** List of tasks **
- 1) List every keyword given in the paper summary.
- 2) Please say whether each statement agrees with the paper summary, answering yes or no and quoting the words that decide it: (a) The paper's area is listed as Optimization. (b) The theoretical result concerns a two-layer Transformer. (c) ME-ICPO relies on maximum-entropy selection.
- 3) Copy the paper summary word for word from "Provable and Practical" to "on AIME 2024).".

** Document section **
------------------------------------------------------------------------
Provable and Practical In-Context Policy Optimization for Self-Improvement¶
Conference: ICLR 2026
arXiv: 2603.01335
Code: https://github.com/UNCSciML/ICPO
Area: Optimization
Keywords: In-Context Learning, policy optimization, test-time scaling, self-reflection, mathematical reasoning
TL;DR¶
This paper proposes the In-Context Policy Optimization (ICPO) framework, theoretically proving that a single-layer Linear Self-Attention Transformer, after sufficient pre-training, can simulate policy optimization algorithms in-context. It designs a practical ME-ICPO algorithm that achieves multi-round self-reflection at test-time through minimum-entropy selection and self-evaluated rewards, yielding significant improvements in mathematical reasoning tasks (e.g., Qwen2.5-Math-7B improved from 11% to 30% on AIME 2024).
------------------------------------------------------------------------
** Material shown **

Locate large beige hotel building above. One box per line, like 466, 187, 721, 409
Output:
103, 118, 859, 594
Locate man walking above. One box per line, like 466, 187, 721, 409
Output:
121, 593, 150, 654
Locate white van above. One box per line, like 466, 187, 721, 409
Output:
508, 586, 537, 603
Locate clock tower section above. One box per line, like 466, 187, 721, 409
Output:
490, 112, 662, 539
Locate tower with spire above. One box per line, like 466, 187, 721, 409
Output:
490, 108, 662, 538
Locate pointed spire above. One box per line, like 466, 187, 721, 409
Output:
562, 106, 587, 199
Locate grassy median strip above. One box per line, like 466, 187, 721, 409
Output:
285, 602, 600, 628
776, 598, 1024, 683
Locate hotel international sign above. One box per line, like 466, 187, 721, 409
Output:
------------------------------------------------------------------------
** Answers for the tasks **
- 1) In-Context Learning, policy optimization, test-time scaling, self-reflection, mathematical reasoning

- 2)
(a) Yes: "Area: Optimization"
(b) No: "a single-layer Linear Self-Attention Transformer"
(c) No: "through minimum-entropy selection and self-evaluated rewards"

- 3)
Provable and Practical In-Context Policy Optimization for Self-Improvement¶
Conference: ICLR 2026
arXiv: 2603.01335
Code: https://github.com/UNCSciML/ICPO
Area: Optimization
Keywords: In-Context Learning, policy optimization, test-time scaling, self-reflection, mathematical reasoning
TL;DR¶
This paper proposes the In-Context Policy Optimization (ICPO) framework, theoretically proving that a single-layer Linear Self-Attention Transformer, after sufficient pre-training, can simulate policy optimization algorithms in-context. It designs a practical ME-ICPO algorithm that achieves multi-round self-reflection at test-time through minimum-entropy selection and self-evaluated rewards, yielding significant improvements in mathematical reasoning tasks (e.g., Qwen2.5-Math-7B improved from 11% to 30% on AIME 2024).